■ **Written instruction**:
Render the listing below as a Markdown table with two columns, Row and Entry, giving each line its own numbered row and skipping blank lines. Leave the pictures out of the table.

■ **Material provided**:
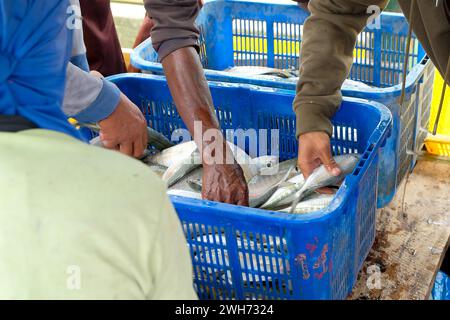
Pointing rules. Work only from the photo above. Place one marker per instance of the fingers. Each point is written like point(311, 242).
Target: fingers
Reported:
point(329, 163)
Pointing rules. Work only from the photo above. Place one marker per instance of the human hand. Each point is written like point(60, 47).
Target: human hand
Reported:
point(313, 150)
point(225, 183)
point(303, 4)
point(125, 129)
point(223, 177)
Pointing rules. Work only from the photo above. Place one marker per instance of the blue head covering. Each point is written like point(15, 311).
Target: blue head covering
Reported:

■ **Task response**:
| Row | Entry |
|---|---|
| 1 | Pointing rules. Work only from the photo above. Place one marker per instance of the fingers. Each point is written like point(311, 242). |
| 2 | Target: fingers |
| 3 | Reported: |
| 4 | point(329, 163) |
| 5 | Pointing rules. Work only from the photo above. Place one marker per instance of the human hand. Each point is written like point(60, 47). |
| 6 | Target: human hand |
| 7 | Reported: |
| 8 | point(313, 150) |
| 9 | point(225, 183) |
| 10 | point(303, 4) |
| 11 | point(125, 129) |
| 12 | point(223, 177) |
| 13 | Pointing rules. Work only from the photo above. Place one marker per instance of the blue head covering. Each point is written like point(15, 311). |
| 14 | Target: blue head covering |
| 15 | Reported: |